■ SOURCE DOCUMENT ■
========================

Saturday, October 8, 2016

"The House Hunter Chronicles" The weird brokers, the angry owners and the tired souls

The absolute joy of searching and renting a new apartment every year can only be aptly described as this title does!
The nomadic life of struggling to plant roots without the ‘loan’ and ‘apna apartment’ can only be experienced!
It is overrated for those who have stayed put in one house forever, and weirdly amusing to those who lend us ‘nomads’- the much needed help while shifting.

There are various types of these ‘working class - professional’ nomads who are forced to rent - stay – vacate - repeat:
-      The anxious: “worry worry from packing to searching to moving to everything… bottom line is ‘I must worry’

-      The fighter: “I will fight till the last penny owed to me is handed to me by the owners, woh paisa mera hai!”

-      The chalta hai: “acha wapas shift karna hai? Ok” (“oh we have to move again? OK”)

-      The prepared: will have all the numbers required right from Prabhakar Pest control, Ahmed uncle movers, gas wala ‘stylo guy’ to murthy bhaiya bisleri wale.

Now after my 7th house shift - in as many years in Hyderabad… I can safely say I am all of the above! Leaving aside the fact that each house move was a different ordeal in itself, … each shifting has shed new light on the species we call as the ‘owners’ and even further light on me as a tenant/tired soul. Moreover it’s been hilarious in great many ways due to various specimens of humanity that I have encountered!


The weird brokers:

Of all the brokers I have met, this episode stands out! This was sometime in 2014, when I and my friend Anu, were looking for a house:

It was a usual dull thursday evening, both of us met up after work around 5:30 pm to meet this 10th broker of the week and to check out a few apartments. It was going to be probably the 50th house we were seeing in the past 2 months…. and all were pretty much beginning to look the same…

Venue: Some apartment complex with 8 floors and maybe 4 to 5 apartments on each floor

Starring: Shraddha, Anu, Rehman Bhaiya broker and the drunk/stoned/maybe both - watchman

*The broker scene – no retakes*
The drunk watchman being rudely woken up by the broker bhaiya (it took a little more than 15 mins of shaking and shouting) as both of us stood uncomfortably some distance away to the broker’s continuous pep talk –“ madam usually aaisa nai rehta”….. “ raat ko late soya hoga”…. “humesha duty pareech rehta unno”… “first time aaise dikhra mereko”
(“madam, this is new……., he is usually wake and…….. alert, he is a good watchman…….., maybe he slept late last night”)

We just nodded more to each other than the broker though.

The fun started when the guy actually woke up. He first stood up like he was never asleep, shouted a few orders to his invisible (I am assuming) family, then tried to strut the rest of steps to the lift and promptly fell.

========================

■ Stored records ■
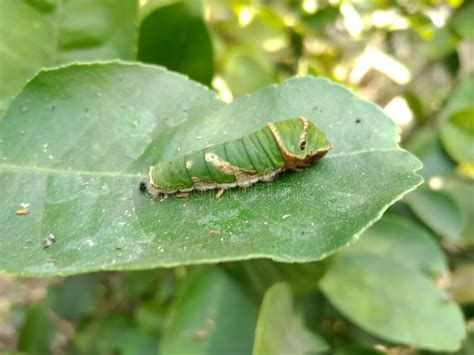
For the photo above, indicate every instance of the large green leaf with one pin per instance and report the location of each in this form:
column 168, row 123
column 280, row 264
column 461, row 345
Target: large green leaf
column 280, row 330
column 176, row 36
column 393, row 301
column 211, row 315
column 77, row 141
column 38, row 34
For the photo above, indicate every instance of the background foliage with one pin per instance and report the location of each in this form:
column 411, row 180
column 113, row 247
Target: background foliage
column 415, row 267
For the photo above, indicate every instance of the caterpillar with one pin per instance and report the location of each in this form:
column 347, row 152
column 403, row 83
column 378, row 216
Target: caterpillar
column 291, row 144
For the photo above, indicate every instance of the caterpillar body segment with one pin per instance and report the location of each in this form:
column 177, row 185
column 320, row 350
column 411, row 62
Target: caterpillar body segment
column 291, row 144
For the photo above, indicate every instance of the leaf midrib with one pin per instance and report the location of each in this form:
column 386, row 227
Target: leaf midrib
column 52, row 171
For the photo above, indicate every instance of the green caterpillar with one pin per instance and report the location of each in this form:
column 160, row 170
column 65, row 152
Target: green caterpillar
column 292, row 144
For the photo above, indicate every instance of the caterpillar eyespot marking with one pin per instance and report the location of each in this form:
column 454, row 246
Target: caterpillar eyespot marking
column 291, row 144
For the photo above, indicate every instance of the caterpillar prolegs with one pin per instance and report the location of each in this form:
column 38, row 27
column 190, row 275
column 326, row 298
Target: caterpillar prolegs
column 291, row 144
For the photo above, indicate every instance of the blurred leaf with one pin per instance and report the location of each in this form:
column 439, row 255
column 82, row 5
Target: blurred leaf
column 96, row 30
column 38, row 34
column 21, row 59
column 462, row 284
column 403, row 241
column 457, row 134
column 468, row 344
column 462, row 191
column 441, row 44
column 425, row 144
column 258, row 275
column 211, row 315
column 115, row 334
column 461, row 22
column 359, row 350
column 246, row 71
column 79, row 151
column 176, row 36
column 280, row 330
column 64, row 298
column 319, row 22
column 384, row 297
column 416, row 106
column 437, row 210
column 37, row 331
column 457, row 122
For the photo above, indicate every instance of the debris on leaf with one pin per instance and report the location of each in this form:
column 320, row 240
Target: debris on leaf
column 22, row 211
column 48, row 241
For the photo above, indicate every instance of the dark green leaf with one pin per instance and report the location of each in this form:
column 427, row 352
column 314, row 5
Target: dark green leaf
column 403, row 241
column 175, row 36
column 212, row 315
column 457, row 123
column 437, row 210
column 282, row 331
column 38, row 34
column 37, row 331
column 78, row 140
column 393, row 301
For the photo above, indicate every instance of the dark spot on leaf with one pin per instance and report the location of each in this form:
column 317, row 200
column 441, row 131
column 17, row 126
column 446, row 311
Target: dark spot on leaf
column 143, row 188
column 48, row 241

========================

■ WHAT YOU SHOULD DO ■
Rewrite the house-hunting post starting at "-      The chalta" and ending at "I have encountered!", replacing "tenant" with "renter".

■ COMPLETED EXERCISE ■
-      The chalta hai: “acha wapas shift karna hai? Ok” (“oh we have to move again? OK”)

-      The prepared: will have all the numbers required right from Prabhakar Pest control, Ahmed uncle movers, gas wala ‘stylo guy’ to murthy bhaiya bisleri wale.

Now after my 7th house shift - in as many years in Hyderabad… I can safely say I am all of the above! Leaving aside the fact that each house move was a different ordeal in itself, … each shifting has shed new light on the species we call as the ‘owners’ and even further light on me as a renter/tired soul. Moreover it’s been hilarious in great many ways due to various specimens of humanity that I have encountered!